> _WHAT YOU HAVE TO DO_: Rewrite the records below with "marker" replaced by "pin" and everything else unchanged. Leave the pictures out of your version.

-- START OF GIVEN DATA --

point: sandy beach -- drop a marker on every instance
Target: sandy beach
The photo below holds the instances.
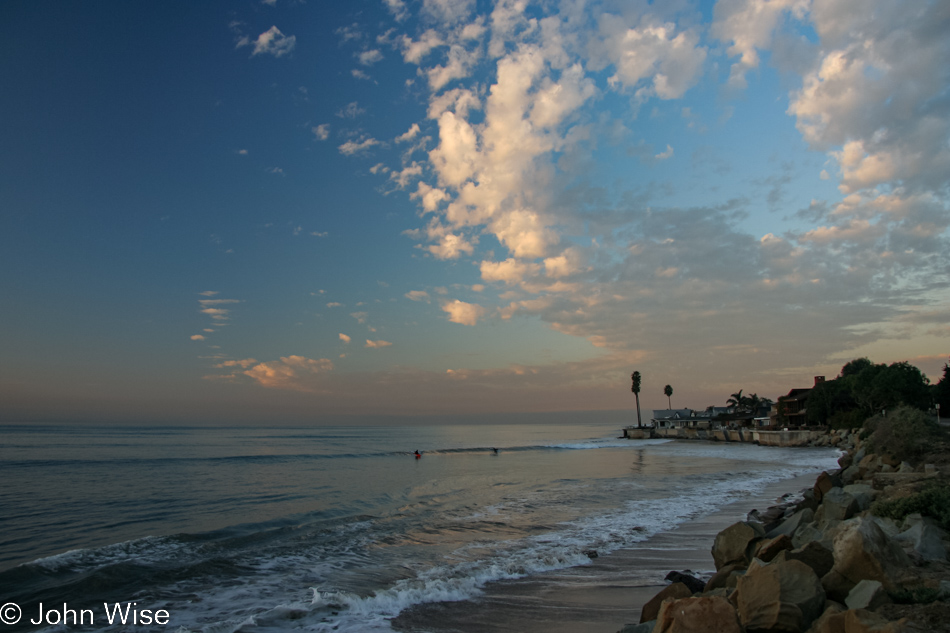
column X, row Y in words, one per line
column 596, row 598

-- END OF GIVEN DATA --

> _CORRECT RESULT_:
point: sandy beach -- drop a pin on every instance
Target: sandy beach
The photo below holds the instances.
column X, row Y in words, one per line
column 596, row 598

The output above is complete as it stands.